_WRITTEN PROBLEM_. Count the lines in the entries that contain the string "shirt" and give only that number.

Labeled-object pointing entries:
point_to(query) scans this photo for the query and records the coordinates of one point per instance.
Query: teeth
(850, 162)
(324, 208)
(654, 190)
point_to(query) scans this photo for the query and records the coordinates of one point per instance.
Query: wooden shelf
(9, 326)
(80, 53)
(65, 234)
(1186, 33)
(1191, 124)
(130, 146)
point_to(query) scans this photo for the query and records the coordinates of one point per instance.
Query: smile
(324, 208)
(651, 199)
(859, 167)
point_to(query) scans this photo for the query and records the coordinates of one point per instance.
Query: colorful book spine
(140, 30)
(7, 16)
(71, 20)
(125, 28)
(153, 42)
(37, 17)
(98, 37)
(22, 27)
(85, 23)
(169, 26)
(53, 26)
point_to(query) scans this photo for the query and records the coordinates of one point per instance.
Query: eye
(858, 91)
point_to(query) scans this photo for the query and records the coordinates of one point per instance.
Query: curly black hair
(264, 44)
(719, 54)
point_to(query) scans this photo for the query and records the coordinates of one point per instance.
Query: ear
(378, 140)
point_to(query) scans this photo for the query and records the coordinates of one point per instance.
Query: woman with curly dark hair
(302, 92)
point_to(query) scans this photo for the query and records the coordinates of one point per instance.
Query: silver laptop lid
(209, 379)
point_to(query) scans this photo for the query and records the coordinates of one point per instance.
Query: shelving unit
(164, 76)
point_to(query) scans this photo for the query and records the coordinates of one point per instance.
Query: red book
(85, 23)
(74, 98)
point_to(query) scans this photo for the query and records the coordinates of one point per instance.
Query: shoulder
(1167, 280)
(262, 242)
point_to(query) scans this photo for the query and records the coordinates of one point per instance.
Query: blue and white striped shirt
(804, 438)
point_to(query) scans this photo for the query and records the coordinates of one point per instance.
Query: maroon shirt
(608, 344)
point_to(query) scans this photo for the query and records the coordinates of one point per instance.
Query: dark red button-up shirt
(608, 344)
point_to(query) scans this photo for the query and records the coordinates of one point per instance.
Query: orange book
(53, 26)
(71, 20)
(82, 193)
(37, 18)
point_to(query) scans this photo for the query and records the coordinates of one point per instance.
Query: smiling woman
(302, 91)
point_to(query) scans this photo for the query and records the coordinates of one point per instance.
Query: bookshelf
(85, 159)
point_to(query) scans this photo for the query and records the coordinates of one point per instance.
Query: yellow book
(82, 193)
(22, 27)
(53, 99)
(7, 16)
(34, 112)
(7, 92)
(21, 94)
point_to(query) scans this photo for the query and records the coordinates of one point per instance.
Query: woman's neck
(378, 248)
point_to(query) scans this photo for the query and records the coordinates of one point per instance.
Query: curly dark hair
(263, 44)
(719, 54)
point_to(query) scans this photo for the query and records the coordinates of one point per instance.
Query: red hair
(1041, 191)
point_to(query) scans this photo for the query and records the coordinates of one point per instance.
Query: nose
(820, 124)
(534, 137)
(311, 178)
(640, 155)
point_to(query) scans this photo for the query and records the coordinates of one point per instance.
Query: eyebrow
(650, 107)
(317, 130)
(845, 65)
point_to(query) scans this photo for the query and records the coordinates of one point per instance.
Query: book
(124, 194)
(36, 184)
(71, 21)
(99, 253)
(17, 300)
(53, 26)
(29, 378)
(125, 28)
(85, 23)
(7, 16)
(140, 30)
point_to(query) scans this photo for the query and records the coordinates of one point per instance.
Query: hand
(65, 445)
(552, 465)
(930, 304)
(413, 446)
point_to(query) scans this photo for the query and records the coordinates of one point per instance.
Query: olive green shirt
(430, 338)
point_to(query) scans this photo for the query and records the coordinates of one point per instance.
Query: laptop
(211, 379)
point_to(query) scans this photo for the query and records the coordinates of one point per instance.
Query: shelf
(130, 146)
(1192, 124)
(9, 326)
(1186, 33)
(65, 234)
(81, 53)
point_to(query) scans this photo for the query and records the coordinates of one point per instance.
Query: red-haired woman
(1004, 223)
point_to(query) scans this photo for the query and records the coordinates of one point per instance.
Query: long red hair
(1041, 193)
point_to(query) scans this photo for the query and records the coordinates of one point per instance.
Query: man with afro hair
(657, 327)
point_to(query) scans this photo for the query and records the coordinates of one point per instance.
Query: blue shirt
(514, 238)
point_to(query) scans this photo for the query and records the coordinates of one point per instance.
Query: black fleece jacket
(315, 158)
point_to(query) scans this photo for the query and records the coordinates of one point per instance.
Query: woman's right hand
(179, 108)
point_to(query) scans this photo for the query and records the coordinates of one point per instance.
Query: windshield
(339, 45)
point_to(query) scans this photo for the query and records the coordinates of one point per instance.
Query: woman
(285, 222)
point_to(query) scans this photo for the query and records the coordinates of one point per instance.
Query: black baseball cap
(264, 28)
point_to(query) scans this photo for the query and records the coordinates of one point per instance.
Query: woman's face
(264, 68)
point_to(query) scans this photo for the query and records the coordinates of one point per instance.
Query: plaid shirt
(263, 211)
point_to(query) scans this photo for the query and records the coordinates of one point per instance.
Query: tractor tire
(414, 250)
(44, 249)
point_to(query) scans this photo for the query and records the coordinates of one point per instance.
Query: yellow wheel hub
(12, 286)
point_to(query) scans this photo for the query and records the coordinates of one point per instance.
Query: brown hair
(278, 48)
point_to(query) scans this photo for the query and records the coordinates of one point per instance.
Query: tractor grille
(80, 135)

_COMPLETE ANSWER_. 6